**YOUR INSTRUCTIONS**
The result should consist solely of the line containing "Find any visible jet" and the lines that follow it below, each reproduced exactly, the last line included.

[[ AVAILABLE DATA, beginning ]]

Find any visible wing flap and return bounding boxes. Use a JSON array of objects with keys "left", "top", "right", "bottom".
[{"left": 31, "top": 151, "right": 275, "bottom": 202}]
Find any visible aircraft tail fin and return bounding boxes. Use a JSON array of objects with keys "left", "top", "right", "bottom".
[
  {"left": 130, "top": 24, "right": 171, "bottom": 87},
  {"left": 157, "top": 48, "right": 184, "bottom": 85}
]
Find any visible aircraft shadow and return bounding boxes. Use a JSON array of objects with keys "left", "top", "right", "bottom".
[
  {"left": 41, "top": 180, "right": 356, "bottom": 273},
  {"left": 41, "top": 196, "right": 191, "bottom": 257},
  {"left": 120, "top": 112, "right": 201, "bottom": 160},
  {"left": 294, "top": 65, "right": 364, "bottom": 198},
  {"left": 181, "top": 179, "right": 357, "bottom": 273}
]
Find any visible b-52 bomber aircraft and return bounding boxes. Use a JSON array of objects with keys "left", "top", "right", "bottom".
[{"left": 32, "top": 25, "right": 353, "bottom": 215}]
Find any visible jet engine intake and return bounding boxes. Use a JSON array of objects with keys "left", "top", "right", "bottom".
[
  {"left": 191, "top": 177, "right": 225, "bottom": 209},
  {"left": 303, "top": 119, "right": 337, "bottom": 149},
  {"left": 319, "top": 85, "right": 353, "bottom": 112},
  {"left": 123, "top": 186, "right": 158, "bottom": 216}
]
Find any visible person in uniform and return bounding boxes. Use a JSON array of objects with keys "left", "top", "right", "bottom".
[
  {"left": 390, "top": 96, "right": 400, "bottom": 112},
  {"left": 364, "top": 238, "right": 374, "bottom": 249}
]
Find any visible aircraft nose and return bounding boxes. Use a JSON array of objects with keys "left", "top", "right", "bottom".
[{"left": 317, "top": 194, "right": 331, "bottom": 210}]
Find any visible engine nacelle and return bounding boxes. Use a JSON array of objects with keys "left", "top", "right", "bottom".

[[ AVAILABLE DATA, end ]]

**PROBLEM SOLUTION**
Find any visible jet engine intake and return bounding boxes. Use a JSON array of objects with keys "left", "top", "right", "bottom".
[
  {"left": 191, "top": 177, "right": 225, "bottom": 209},
  {"left": 303, "top": 119, "right": 337, "bottom": 149},
  {"left": 319, "top": 85, "right": 353, "bottom": 112},
  {"left": 123, "top": 186, "right": 158, "bottom": 216}
]
Find any visible person in uniform and return bounding boxes. Use a JSON array of objects with keys "left", "top", "right", "bottom".
[
  {"left": 390, "top": 96, "right": 400, "bottom": 112},
  {"left": 364, "top": 238, "right": 374, "bottom": 249}
]
Find any visible aircraft nose and return bounding boxes. Use a JSON array of objects with keys "left", "top", "right", "bottom".
[{"left": 317, "top": 194, "right": 331, "bottom": 210}]
Find any visible engine nacelle and return bounding boxes. Use a JSON array of objects with keys "left", "top", "right", "bottom".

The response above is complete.